● **What is expected**: Copy each entry precisely as written, and do not carry over the pictures.

++++

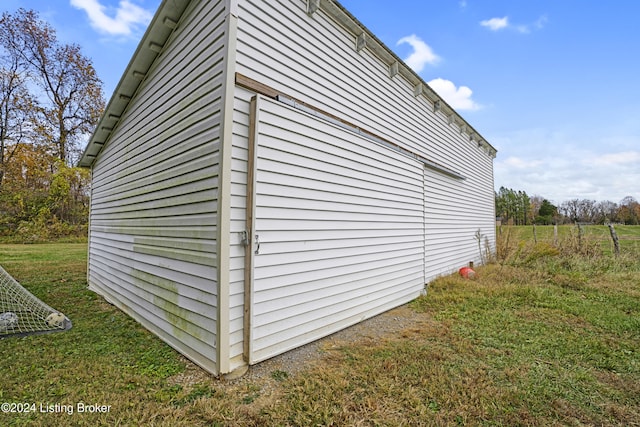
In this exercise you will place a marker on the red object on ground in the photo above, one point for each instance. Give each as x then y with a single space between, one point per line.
467 272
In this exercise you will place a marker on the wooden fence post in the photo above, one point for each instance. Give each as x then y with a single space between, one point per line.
614 237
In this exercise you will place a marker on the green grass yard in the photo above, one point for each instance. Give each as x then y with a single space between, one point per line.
544 336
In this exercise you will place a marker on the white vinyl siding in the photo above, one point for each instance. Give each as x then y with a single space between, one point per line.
340 225
152 249
314 59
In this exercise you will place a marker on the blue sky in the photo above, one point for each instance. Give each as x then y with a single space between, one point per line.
552 84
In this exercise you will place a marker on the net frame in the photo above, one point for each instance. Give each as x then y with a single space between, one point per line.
32 314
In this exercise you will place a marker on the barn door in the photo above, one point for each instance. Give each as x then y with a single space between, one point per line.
337 235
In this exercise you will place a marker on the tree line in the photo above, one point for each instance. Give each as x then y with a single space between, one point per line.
50 100
517 208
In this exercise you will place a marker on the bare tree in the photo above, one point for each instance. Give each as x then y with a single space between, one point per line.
73 99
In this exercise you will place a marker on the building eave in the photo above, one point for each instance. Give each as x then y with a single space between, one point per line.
365 39
164 22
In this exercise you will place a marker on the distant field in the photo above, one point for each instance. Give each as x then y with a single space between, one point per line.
628 235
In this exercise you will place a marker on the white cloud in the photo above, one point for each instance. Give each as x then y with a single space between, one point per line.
618 159
496 24
422 54
458 97
123 22
552 165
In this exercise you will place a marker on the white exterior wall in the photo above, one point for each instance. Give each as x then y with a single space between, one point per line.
315 60
152 249
339 221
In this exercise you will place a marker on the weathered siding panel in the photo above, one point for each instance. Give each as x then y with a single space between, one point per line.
340 221
315 60
154 205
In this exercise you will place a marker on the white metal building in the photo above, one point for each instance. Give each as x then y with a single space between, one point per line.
267 173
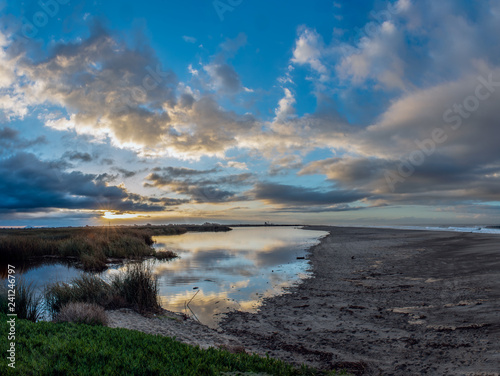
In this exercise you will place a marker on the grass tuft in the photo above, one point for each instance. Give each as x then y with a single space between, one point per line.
136 288
47 348
28 302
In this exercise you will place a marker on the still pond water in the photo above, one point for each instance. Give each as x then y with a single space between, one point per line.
217 272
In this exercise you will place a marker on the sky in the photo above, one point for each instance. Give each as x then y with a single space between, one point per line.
235 111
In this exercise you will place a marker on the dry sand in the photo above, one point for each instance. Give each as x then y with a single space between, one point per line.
380 302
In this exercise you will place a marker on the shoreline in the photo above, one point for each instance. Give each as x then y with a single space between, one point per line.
379 301
385 301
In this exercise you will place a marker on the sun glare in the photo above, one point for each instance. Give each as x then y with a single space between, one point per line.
113 215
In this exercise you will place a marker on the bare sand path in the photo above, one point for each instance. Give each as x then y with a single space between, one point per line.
387 302
380 302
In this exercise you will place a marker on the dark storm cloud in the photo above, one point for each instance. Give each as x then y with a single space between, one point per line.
282 194
30 184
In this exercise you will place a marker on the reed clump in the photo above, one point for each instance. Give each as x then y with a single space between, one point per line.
136 288
89 247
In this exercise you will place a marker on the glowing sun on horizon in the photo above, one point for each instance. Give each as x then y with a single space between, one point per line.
114 215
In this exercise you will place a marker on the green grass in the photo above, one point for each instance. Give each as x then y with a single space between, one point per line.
48 348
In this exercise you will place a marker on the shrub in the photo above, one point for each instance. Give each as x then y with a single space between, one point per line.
82 313
135 288
165 255
28 303
139 287
87 288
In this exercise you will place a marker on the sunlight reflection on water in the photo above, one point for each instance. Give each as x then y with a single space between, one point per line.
227 271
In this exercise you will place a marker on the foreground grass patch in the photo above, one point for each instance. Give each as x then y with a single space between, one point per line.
48 348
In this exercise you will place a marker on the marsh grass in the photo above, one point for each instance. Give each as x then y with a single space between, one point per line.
90 247
165 255
136 288
28 302
139 287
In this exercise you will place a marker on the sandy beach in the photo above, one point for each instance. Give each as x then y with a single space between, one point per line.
379 302
388 302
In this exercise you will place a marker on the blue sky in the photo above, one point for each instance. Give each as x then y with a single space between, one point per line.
361 112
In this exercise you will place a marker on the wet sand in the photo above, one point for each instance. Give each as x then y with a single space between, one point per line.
387 302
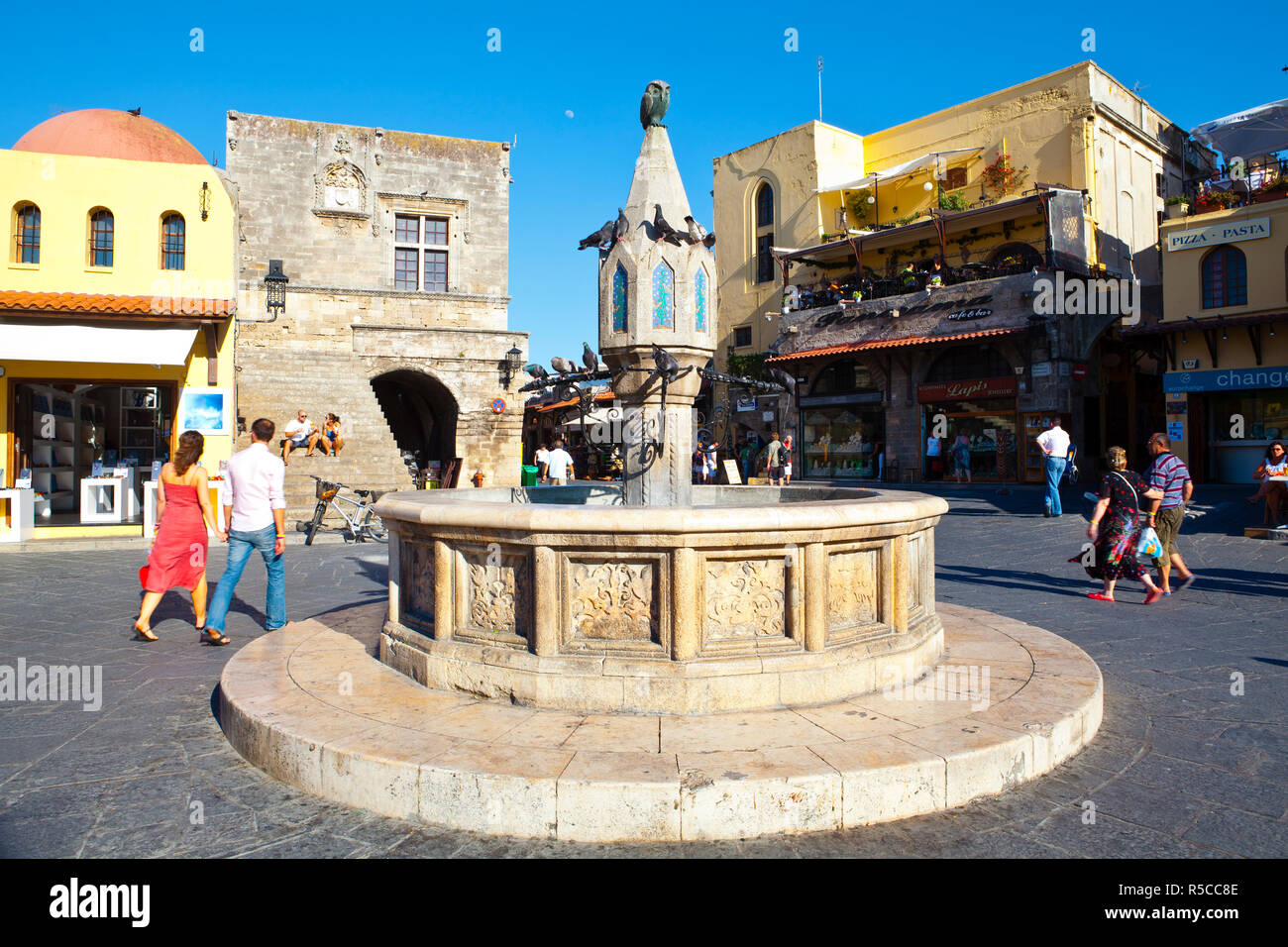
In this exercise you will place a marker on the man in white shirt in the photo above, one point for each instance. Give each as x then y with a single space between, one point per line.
559 464
542 459
1055 446
299 433
257 521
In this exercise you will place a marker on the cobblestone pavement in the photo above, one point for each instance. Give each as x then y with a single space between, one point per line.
1180 767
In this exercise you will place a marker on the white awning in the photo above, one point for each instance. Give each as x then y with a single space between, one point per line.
1261 131
59 342
897 171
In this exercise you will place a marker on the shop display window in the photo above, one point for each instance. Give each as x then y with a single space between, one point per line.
841 442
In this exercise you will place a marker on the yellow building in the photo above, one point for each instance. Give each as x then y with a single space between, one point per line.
116 312
1225 335
954 219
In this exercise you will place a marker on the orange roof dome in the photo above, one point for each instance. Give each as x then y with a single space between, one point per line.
108 133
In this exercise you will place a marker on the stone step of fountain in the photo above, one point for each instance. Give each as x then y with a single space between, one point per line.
313 707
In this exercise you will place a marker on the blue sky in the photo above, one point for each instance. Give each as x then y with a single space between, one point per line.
425 67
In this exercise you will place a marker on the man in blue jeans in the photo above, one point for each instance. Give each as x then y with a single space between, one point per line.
1055 446
257 521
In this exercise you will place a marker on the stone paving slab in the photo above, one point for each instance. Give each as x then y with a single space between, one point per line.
471 763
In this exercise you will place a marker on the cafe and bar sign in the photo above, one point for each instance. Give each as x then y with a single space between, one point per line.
1231 232
961 390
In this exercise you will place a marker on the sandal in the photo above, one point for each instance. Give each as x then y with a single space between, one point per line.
209 637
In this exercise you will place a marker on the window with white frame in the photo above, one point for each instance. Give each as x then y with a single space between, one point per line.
420 253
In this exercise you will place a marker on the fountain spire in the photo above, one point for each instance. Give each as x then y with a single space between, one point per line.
657 291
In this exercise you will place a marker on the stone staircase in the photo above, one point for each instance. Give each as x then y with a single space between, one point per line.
274 382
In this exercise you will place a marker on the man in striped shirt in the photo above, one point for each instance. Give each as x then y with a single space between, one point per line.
1168 474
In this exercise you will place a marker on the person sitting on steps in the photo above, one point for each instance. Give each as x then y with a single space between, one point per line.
331 437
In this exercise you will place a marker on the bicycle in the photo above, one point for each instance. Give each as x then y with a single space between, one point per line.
360 525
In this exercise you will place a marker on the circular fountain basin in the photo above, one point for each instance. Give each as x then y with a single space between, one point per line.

++++

● **Answer below**:
In this exercise you will place a marker on the red object on ground in the photo above, one point for each instance. Give each as x then y with a single space between, one point per line.
467 272
In this exercise you will place a marker on the wooden fence post in the photo above, one point for each instance. Give each as x then y with a single space between, one point per line.
614 237
In this exercise you will place a marker on the green grass yard in the photo above, one point for each instance. Give each as x then y with a single space between, one point per line.
544 336
In this exercise you will place a marker on the white vinyl siding in the photo above, one point for each instance. Give each as x then y with a single space between, one point per line.
340 225
152 249
314 59
In this exercise you will place a marker on the blue sky in the photo above, one point for each instance. Give each as x then y with a single space between, one point per line.
552 84
In this exercise you will place a marker on the net frame in the photo above, one point for each instance. Give each as x then y with a single space between, one point per line.
32 314
In this exercise you will place a marker on the barn door in the photo above, one point for each instance. Give each as x then y with a single space between, one point per line.
337 235
In this exercise you will place a marker on the tree line in the photo above, one point for each instance. Give each as x then y with a single space between, one point per line.
50 100
517 208
In this exercise you will place a marker on the bare tree in the photo above, one point for each instance. Give each as x then y with a single space between, one point per line.
73 99
In this exercise you will place a marker on the building eave in the photo above, one point for each instance. Give each as x then y with a single space between, one point per line.
365 39
164 22
In this exercise you will place a marker on the distant field in the photo above, one point for each instance. Give each as x then y with a single space between, one point per line.
628 235
In this exercise you will place a marker on the white cloud in the photo above, one point for each instance. Give each as x then y with a single space between, one point per line.
618 159
496 24
422 54
458 97
123 22
552 165
In this exercise you will place a marker on the white exterior wall in the photo above, one point for each instance. Give each as x then y with a single space between, one point per line.
315 60
152 249
339 221
In this exercise you will place a marker on the weathered siding panel in the photo above, one point for each instance. Give each as x then y with a single space between, one point per line.
340 221
315 60
154 205
In this exercise you will place a marker on the white metal building in the photo above, one point for each instance. Give each as x then y with a single space between, one point per line.
267 173
In this exercise you will place a marker on the grass tuft in the photo above, one point for each instance. Give each as x then y with a single space between, one point per line.
136 288
47 348
28 302
In this exercise you will place a marker on the still pond water in the photo above, one point for each instance. Give each as x then y with a single space between, one point per line.
217 272
In this exercise you will place a marker on the sky in the photo above, one point for each instance. Give each as x then y with a single space between, one point per line.
235 111
In this exercise you will place a marker on the dry sand in the photo above, one point for each instance. Give each as x then y with a single space between, one point per line.
380 302
In this exercise you will place a marker on the shoreline in the photo above, one point for each instance. Give each as x then y with a single space between, one point per line.
379 301
385 301
In this exercise you will place a marker on the sun glare in the photo above, one point for each instance. Give each as x then y with a single space between, one point per line.
113 215
In this exercise you will place a marker on the bare sand path in the photo above, one point for each instance. Give each as x then y with a single space between, one point per line.
387 302
380 302
In this exercise you will place a marker on the dark storm cloud in the photo above, one point for each instance. Give each as x then y with a single space between, one point per line.
282 194
30 184
In this exercise you will place a marker on the reed clump in the photo above, one point for each instance. Give each as x then y with a single space between, one point per line.
136 288
89 247
In this exercise you will place a marker on the glowing sun on horizon in the photo above, one point for each instance. Give each as x then y with a single space between, one point per line.
114 215
In this exercise you will place a marker on the green grass in the photo above, one point for each instance. Give each as x then y with a single space between, one point per line.
48 348
In this exercise you will place a marker on the shrub in the photo above, one point for each instance. Give each as x then y with a single space between, one point per line.
82 313
135 288
165 255
28 303
139 287
87 288
In this exercise you will place a marker on the sunlight reflection on water in the photo above, one point for each instance. Give each as x then y with a single space between, one point per line.
227 271
In this exercise you will place a marker on the foreground grass patch in the photo above, one point for each instance. Give each as x then y with a single space between, one point per line.
48 348
In this exercise you will place a marker on the marsh grass in the photo above, one point for each instance. Give each as x then y with a single space between, one point per line.
90 247
165 255
136 288
28 302
139 287
In this exercise you will place a marker on the sandy beach in the photo above, one point for each instance. Give each as x then y with a single space between, one point per line.
379 302
388 302
In this exercise you will place a marker on the blue sky in the photo above, one point for each instance. Give each as x then y with a single space between, one point per line.
361 112
In this exercise you will place a marker on the wet sand in the photo above, one point for each instance. Give each as x then y with a single space between, one point per line.
387 302
In this exercise you will place a marker on the man in white shirt in the photo above, one point for each instance. Give each as x then y with a single space between, one point per line.
559 464
542 459
1055 446
299 433
257 521
In this exercise you will place a marker on the cobblestone pavement in the photo above, one point for each instance. Give each as x then y with a single space between, one point per line.
1180 767
In this exercise you will place a marker on the white awning in the photo above, one point for each instance. Give each as x then y with a single space between, one point per line.
1261 131
59 342
897 171
In this exercise you will place a marker on the shop display window in the photo above, one point for each instance. Give each as x then y with a single space between, one point per line.
841 442
In this exercise you will place a marker on the yellow building in the photo above, one point for each instance. Give each as x then y with a single space between, one point per line.
116 312
1225 335
954 219
In this exercise you will place a marker on the orange roof dome in the photo above, one point for each instance. Give each as x then y with a single space between, one point per line.
108 133
In this exercise you will place a marker on the stone step of fountain in the photo above, one point for each instance. Give each as x then y with a single space between, one point per line.
313 707
In this exercise you will place a marker on the blue sky in the photo above, one point for each instance. Give each as x then y with a single space between, one point per line.
425 67
In this exercise you will place a marker on the man in blue jeans in the photo above, one point for each instance. Give each as x then y with a single space between, one point per line.
1055 446
257 521
In this exercise you will place a marker on the stone paving slab in the photo above, one point for each instance. Give each as x then y with a single space between, one point per line.
471 763
In this exercise you will place a marker on the cafe and bar sign in the photo above, one point for each instance. Give each as x then y with a single space between, one point per line.
1231 232
961 390
In this exercise you will place a marker on the sandal in the photo above, one point for each instance. Give each as x then y with a single space between, one point per line.
209 637
In this exercise you will place a marker on the window with white frame in the photo above, one point for each instance. Give each as x then y with a single space between, one point per line.
420 253
In this exercise you will place a marker on the fountain spire in the photo above, one point for each instance. Give each as x then y with a single space between, one point per line.
657 291
In this exercise you will place a marker on the stone staircase in the photo above, one point for each instance. Give each as x then y with a single space between, one point per line.
274 382
In this exercise you will place a marker on the man in striped shirt in the photo above, one point for each instance. Give each as x then y with a single space between, one point per line.
1168 474
In this exercise you will place a marker on the person sitting on steps in the photo above, one point for each instance. Give each as x then y with a single space between, one point per line.
331 437
In this exercise you will place a marker on the bicycle in the photo above, one point for each instance. Give each as x then y with a single space between, one point per line.
360 525
In this exercise you will place a marker on the circular fountain basin in the photo above, one point for each instance. Give each as x then y with a single space between, one point per line.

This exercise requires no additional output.